━━━ DATASET RECORDS ━━━

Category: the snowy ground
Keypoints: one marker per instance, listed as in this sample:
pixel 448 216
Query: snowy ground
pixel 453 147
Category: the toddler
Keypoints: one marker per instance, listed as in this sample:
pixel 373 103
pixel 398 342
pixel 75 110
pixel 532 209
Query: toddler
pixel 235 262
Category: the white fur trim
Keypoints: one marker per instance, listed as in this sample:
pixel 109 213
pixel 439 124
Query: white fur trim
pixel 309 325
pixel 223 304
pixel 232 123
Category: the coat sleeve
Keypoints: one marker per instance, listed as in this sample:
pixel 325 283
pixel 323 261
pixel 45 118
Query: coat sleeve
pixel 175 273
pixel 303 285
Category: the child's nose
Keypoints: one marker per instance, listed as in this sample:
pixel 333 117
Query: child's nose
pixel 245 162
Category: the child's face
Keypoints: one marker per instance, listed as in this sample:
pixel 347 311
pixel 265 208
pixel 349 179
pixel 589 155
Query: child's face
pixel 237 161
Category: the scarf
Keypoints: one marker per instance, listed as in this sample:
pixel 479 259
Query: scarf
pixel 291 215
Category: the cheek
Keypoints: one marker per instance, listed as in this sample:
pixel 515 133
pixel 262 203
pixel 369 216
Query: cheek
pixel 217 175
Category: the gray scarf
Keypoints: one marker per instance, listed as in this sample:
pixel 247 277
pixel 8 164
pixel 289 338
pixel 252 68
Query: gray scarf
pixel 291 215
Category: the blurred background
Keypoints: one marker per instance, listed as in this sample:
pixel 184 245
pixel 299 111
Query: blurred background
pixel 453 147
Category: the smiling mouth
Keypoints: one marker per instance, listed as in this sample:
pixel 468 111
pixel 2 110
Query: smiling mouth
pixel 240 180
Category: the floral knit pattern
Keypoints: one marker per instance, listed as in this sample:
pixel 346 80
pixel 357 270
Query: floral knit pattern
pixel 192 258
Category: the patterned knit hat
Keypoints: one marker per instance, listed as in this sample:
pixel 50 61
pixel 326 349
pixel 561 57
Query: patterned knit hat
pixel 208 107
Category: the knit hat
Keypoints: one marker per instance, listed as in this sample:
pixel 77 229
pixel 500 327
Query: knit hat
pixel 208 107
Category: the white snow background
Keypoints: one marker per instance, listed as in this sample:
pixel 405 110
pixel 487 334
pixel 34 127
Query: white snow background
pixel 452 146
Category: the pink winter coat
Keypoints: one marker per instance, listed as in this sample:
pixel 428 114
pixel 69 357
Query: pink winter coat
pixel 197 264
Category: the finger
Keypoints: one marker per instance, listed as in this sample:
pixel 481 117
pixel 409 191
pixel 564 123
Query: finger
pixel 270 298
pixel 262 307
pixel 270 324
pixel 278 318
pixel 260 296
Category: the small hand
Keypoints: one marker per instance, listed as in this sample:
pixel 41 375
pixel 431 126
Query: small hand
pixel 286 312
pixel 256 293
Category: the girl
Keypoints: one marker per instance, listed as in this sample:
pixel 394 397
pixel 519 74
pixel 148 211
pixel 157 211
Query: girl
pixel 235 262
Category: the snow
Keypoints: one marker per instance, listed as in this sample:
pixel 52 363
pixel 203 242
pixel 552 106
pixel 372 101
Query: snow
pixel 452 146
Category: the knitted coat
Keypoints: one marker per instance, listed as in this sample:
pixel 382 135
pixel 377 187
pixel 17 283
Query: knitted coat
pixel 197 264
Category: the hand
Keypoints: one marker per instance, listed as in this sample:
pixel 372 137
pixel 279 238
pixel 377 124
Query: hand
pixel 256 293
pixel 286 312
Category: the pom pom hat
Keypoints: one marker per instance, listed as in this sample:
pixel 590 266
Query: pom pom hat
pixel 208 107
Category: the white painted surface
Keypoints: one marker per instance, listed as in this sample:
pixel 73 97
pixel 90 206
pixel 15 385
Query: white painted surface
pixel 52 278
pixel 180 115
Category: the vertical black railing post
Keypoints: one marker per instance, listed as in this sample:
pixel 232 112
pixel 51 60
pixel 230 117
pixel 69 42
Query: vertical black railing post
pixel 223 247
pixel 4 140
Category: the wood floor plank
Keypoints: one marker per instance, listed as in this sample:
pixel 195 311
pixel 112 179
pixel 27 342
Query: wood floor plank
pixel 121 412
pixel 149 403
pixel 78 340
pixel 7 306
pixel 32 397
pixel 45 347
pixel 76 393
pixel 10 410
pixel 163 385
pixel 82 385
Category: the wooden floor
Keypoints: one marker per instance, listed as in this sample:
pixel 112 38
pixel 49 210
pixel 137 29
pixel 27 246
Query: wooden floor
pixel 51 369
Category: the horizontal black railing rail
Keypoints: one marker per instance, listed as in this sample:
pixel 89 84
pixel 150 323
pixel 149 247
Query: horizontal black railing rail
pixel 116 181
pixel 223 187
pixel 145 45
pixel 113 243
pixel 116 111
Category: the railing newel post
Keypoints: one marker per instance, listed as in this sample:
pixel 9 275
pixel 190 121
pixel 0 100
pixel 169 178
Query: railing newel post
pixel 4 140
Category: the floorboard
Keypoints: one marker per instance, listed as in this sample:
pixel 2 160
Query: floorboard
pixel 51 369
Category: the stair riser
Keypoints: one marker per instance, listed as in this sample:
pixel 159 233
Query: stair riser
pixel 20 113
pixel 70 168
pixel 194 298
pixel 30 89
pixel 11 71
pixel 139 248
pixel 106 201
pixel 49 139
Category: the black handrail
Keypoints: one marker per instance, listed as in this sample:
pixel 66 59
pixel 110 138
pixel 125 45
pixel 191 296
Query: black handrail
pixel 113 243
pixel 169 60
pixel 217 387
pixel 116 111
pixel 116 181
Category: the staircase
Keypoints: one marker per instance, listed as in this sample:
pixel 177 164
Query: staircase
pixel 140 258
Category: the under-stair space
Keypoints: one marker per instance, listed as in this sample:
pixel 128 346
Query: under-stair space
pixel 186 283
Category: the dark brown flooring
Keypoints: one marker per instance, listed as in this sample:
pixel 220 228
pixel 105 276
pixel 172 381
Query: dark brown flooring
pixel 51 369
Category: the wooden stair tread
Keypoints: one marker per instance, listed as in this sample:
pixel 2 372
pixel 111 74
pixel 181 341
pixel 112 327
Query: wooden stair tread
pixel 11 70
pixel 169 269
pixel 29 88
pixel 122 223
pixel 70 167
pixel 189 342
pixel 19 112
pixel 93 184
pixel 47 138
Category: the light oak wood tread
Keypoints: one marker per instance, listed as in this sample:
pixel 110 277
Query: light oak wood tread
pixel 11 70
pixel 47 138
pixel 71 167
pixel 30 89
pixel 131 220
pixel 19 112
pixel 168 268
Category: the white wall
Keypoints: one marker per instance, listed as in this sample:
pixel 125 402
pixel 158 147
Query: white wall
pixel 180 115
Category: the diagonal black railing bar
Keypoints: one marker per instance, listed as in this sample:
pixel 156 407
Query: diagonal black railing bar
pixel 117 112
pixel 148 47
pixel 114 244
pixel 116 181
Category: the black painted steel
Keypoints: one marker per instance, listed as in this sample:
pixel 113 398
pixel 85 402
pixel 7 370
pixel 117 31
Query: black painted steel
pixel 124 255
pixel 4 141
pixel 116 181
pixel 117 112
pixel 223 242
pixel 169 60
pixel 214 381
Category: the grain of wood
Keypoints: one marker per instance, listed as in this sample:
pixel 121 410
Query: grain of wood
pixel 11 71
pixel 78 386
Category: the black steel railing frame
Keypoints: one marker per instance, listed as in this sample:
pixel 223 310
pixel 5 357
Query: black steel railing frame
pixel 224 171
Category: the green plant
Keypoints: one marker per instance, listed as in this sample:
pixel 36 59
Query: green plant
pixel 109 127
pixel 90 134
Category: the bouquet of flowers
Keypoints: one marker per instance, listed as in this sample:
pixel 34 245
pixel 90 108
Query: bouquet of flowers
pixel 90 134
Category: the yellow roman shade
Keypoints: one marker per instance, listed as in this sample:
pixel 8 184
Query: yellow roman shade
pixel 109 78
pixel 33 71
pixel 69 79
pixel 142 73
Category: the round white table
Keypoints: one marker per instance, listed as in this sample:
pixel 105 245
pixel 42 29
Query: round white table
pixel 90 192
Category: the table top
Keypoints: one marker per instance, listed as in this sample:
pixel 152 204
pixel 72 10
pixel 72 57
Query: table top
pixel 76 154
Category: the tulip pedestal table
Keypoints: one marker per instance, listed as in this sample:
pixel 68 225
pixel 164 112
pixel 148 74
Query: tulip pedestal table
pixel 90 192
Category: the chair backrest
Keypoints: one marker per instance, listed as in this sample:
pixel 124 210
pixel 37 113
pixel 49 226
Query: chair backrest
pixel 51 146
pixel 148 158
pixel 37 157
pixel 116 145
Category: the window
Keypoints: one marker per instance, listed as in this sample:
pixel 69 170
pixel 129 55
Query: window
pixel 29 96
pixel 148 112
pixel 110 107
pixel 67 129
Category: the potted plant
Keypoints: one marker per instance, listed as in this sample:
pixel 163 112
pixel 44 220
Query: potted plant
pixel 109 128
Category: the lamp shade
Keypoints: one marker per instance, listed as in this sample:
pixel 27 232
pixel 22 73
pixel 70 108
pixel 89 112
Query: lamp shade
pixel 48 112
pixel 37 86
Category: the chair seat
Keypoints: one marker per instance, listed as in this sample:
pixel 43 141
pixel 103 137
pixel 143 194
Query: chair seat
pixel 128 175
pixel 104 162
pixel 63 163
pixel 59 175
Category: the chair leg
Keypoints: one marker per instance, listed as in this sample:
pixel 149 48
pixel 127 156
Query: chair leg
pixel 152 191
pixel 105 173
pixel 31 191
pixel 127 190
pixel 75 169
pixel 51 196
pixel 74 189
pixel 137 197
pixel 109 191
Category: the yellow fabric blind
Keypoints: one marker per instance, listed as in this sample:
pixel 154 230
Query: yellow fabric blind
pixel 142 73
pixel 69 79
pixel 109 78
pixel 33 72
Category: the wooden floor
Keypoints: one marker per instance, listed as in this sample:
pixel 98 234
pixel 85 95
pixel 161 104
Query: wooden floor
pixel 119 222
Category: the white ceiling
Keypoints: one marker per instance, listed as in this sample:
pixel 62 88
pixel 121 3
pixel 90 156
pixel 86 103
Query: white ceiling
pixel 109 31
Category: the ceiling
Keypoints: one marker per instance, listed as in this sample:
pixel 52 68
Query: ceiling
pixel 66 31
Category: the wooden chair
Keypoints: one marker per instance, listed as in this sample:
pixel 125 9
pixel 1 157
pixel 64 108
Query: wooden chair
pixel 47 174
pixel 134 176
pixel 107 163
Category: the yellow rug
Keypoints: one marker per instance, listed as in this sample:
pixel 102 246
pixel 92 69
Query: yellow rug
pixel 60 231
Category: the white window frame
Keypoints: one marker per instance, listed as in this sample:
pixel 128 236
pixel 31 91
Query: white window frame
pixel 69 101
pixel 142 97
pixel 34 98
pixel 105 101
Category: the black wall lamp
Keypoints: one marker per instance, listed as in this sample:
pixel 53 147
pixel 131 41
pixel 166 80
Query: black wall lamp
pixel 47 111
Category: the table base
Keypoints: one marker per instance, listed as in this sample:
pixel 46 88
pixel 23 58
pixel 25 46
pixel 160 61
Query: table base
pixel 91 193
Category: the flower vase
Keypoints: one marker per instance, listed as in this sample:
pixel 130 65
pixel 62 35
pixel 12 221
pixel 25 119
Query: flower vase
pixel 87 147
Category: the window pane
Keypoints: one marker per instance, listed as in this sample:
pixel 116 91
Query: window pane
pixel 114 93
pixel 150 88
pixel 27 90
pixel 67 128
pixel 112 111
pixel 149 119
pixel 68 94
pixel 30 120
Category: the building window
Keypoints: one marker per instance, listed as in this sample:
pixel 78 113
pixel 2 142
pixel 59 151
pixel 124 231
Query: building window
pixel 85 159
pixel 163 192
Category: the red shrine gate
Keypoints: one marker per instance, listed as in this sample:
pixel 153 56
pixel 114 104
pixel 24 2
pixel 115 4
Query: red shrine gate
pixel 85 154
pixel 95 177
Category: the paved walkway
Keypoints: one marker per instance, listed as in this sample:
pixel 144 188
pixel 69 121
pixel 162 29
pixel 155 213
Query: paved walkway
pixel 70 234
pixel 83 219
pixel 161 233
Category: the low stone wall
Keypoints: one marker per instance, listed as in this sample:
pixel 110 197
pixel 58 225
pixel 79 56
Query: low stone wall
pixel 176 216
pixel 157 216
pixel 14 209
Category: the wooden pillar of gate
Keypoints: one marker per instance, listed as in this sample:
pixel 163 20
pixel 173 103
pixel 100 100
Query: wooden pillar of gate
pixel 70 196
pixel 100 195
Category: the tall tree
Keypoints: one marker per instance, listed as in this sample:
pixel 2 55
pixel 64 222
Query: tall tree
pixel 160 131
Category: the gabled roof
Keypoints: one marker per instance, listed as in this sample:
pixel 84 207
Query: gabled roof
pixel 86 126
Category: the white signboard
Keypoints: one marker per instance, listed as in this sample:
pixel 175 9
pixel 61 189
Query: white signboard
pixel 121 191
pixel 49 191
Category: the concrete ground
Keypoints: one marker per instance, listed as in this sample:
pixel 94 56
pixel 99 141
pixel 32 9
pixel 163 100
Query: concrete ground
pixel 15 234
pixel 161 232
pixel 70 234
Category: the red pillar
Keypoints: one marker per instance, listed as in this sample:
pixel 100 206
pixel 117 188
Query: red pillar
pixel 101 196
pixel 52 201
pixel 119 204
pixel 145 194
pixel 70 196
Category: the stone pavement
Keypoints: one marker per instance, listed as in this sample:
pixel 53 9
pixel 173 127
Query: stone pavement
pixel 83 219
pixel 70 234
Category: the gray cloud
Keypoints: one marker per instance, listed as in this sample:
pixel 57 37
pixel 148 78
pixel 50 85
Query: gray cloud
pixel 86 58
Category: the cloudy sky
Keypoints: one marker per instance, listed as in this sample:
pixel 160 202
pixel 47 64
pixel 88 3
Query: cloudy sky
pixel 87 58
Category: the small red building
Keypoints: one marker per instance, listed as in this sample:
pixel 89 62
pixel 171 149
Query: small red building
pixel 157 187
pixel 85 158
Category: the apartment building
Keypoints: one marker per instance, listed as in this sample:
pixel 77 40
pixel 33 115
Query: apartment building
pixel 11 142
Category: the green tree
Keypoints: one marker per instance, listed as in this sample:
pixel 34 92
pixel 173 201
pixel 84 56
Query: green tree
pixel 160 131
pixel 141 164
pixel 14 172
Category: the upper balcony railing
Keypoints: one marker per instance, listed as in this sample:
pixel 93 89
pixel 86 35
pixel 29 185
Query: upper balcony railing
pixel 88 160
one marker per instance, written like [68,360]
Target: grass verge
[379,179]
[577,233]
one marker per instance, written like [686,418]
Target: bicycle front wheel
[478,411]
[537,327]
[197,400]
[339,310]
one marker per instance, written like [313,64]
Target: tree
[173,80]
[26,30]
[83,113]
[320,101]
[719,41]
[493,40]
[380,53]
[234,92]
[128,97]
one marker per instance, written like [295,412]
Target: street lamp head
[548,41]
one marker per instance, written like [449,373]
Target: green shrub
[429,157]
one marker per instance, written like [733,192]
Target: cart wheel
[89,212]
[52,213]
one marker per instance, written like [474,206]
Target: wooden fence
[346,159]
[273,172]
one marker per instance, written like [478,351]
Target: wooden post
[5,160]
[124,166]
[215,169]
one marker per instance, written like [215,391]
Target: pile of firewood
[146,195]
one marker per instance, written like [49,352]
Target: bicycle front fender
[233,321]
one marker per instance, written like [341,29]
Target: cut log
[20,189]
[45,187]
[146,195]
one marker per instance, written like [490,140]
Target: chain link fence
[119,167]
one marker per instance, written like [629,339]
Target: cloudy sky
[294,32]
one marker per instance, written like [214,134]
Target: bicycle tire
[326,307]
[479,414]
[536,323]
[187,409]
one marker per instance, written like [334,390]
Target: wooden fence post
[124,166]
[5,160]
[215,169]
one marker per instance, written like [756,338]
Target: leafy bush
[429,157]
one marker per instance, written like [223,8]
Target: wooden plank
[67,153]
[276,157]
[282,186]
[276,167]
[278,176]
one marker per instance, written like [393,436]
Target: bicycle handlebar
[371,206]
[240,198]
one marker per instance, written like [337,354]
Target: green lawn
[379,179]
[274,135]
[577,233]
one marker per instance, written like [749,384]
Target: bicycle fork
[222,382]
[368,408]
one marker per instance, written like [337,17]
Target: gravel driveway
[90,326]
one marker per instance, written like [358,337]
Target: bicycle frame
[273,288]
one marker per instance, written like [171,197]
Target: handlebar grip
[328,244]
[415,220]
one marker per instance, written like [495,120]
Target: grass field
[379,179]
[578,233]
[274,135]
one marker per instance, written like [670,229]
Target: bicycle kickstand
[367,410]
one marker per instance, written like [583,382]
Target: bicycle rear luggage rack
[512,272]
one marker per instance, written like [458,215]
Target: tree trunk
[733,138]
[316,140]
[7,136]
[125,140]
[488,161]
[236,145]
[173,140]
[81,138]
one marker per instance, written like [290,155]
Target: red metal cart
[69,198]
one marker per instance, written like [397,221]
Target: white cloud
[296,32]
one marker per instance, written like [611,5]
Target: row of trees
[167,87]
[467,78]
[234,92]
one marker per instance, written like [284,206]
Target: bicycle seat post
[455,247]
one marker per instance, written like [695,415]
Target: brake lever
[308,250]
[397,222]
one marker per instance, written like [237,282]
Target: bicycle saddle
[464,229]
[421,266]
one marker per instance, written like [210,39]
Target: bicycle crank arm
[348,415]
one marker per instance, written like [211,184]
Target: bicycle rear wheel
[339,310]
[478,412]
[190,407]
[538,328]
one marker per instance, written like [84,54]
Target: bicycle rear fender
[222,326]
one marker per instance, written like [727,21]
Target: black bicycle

━━━

» ABOUT THIS EXERCISE: Up to and including the line with "pixel 398 342", repeat the data exactly, starting from its first line; nothing else belongs in the response.

» RESULT:
Category: the snowy ground
Keypoints: one marker per instance, listed as in this sample:
pixel 448 216
Query: snowy ground
pixel 453 147
Category: the toddler
Keypoints: one marker per instance, listed as in this sample:
pixel 373 103
pixel 398 342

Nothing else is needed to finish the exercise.